What you are asked to do: Write out the data exactly, every line included.

**** Records for this task

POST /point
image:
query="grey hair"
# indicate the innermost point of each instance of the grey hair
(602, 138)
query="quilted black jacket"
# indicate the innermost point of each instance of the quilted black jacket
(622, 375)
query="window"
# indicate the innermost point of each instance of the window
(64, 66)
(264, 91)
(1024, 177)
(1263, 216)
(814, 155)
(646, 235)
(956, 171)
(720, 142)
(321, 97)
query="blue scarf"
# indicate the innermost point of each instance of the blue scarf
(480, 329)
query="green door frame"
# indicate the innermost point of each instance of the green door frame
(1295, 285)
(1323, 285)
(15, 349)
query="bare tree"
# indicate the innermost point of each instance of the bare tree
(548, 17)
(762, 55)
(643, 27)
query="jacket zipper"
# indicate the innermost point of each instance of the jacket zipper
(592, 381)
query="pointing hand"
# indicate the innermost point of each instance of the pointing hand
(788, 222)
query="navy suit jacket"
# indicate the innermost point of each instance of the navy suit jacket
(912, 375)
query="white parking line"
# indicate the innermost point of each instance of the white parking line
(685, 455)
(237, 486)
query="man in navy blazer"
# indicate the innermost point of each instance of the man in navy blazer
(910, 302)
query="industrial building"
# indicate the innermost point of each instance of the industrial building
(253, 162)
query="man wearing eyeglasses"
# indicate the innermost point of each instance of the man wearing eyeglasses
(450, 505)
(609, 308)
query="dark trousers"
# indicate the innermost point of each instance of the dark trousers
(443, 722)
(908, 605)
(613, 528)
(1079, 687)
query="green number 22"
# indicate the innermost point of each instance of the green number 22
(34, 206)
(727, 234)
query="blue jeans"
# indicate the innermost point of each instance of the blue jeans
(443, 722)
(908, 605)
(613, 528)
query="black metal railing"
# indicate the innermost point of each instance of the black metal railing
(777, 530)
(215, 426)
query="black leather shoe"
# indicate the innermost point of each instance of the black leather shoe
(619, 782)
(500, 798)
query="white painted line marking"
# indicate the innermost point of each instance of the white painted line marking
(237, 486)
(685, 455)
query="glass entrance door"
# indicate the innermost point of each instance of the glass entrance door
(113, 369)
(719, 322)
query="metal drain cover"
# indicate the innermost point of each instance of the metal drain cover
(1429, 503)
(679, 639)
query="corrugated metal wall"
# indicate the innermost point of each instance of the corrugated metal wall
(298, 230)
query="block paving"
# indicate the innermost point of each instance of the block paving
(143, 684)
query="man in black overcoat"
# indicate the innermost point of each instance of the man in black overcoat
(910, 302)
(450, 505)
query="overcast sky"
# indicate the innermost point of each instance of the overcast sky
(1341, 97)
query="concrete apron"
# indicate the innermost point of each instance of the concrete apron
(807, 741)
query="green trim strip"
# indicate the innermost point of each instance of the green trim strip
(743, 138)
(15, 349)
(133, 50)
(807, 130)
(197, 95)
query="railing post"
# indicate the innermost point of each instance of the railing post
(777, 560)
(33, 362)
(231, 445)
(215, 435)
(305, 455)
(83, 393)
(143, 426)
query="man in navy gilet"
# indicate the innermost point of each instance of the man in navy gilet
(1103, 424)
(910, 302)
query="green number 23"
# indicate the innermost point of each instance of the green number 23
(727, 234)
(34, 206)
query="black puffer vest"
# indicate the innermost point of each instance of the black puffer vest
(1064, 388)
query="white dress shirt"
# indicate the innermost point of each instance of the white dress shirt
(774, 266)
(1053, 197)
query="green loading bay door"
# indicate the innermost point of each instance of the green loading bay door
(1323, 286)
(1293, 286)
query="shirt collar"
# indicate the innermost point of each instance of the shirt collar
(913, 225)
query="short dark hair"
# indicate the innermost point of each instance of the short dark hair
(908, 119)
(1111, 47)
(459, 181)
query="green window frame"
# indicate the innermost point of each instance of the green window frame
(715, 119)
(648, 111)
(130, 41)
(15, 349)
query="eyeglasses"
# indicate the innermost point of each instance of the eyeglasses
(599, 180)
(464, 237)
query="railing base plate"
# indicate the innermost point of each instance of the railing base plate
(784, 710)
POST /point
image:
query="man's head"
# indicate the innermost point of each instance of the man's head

********

Solution below:
POST /point
image:
query="grey hair"
# indicate the innermost point of each instance of the grey hair
(602, 138)
query="quilted black jacket"
# indicate the innermost point of each instance of the quilted black jacket
(622, 375)
query="window"
# indicate the innermost point of each instance of the window
(64, 66)
(264, 91)
(1024, 177)
(1263, 216)
(814, 155)
(646, 235)
(956, 171)
(720, 142)
(321, 97)
query="blue scarf"
# indicate the innermost point of each instance of the blue scarf
(480, 329)
query="green door frame"
# indicate the innermost point of each instance of the green door frame
(1295, 285)
(1323, 285)
(15, 349)
query="bare tree"
# indicate the innermost point of each instance of the bare tree
(548, 17)
(762, 55)
(643, 27)
query="jacket zipper"
# indicate the innermost point of each instance of the jacket zipper
(592, 381)
query="pointing hand"
# indicate the innermost point of each instance of the pointing hand
(788, 222)
query="navy suit jacket"
# indicate the innermost point of each instance of the navy suit jacket
(912, 375)
query="white parking line"
# indicate the innermost point of each instance of the white parking line
(685, 455)
(237, 486)
query="man in navy blazer"
# indicate the innermost point of each instance of the man in navy blazer
(910, 302)
query="industrial building"
# indicate the innermost point of each instance of the industrial building
(253, 162)
query="man wearing eyeglasses"
# indicate the innermost point of each instance of the man wearing eyeglasses
(450, 505)
(609, 308)
query="dark trousers"
# indicate the innermost point of each instance of the dark trousers
(443, 722)
(908, 605)
(613, 528)
(1079, 687)
query="green number 22"
# indicate the innermost point of each instance of the green number 22
(34, 206)
(727, 234)
query="blue jeans"
# indicate the innermost point of each instance of the blue jeans
(443, 722)
(908, 605)
(613, 528)
query="black metal railing"
# indicate the innermost point of each instance of the black metal railing
(777, 530)
(215, 426)
query="black leather shoe"
# indicate the innermost point of each instance of the black leather shoe
(619, 782)
(500, 798)
query="white painted line marking"
# indicate the innermost point of each instance of the white painted line marking
(237, 486)
(685, 455)
query="glass entrance door"
# indicate the innermost point of each instance of the glass entrance door
(113, 369)
(719, 322)
query="metal drain cover"
# indicate the innermost point of each instance of the metal drain cover
(1429, 503)
(679, 639)
query="corrugated metal wall"
# indicate the innermost point of each instance of the corrugated metal wall
(298, 230)
query="block paving"
# indicate the innermost point of each instance of the block paving
(143, 684)
query="man in black overcoat"
# indicate the innermost point of each instance of the man in black overcoat
(910, 302)
(450, 505)
query="overcast sky"
# indicate the innermost point of each instance of the overcast sky
(1341, 97)
query="concrete apron"
# indicate the innermost point of each instance of the concrete apron
(807, 741)
query="green trim strip"
# indicate the innermost point of each instance of the green trim strip
(743, 138)
(15, 349)
(133, 50)
(807, 130)
(197, 95)
query="railing post"
# indicate the innermost point of each instance of the railing post
(777, 560)
(33, 362)
(231, 445)
(215, 435)
(305, 455)
(83, 393)
(143, 426)
query="man in navy gilet"
# indicate the innermost point of each instance of the man in navy gilet
(1103, 424)
(910, 302)
query="green number 23"
# indicate the innermost point of each instance of the green number 23
(727, 234)
(34, 206)
query="black puffer vest"
# indicate the innermost point of each instance of the black puffer vest
(1064, 388)
query="white dress shirt"
# indicate the innermost point of each instance of the white dress shirt
(774, 266)
(1053, 197)
query="green loading bay door"
# indicate the innermost point of each instance of the green loading bay door
(1323, 286)
(1293, 286)
query="shirt collar"
# indicate the innermost point of each instance of the shirt collar
(913, 225)
query="short dark hair"
# indicate the innermost point of each instance of the short dark hair
(908, 119)
(1111, 47)
(459, 181)
query="green window frame"
# indicate the innermost point of each instance of the green window frame
(715, 119)
(648, 111)
(130, 41)
(15, 349)
query="eyeglasses"
# indicate the innermost point of each instance of the eyeglasses
(599, 180)
(464, 237)
query="railing base plate"
# indicate the innermost point of each instance of the railing base plate
(784, 710)
POST /point
image:
query="man's head"
# indicate the innermost point of each instance of the man's head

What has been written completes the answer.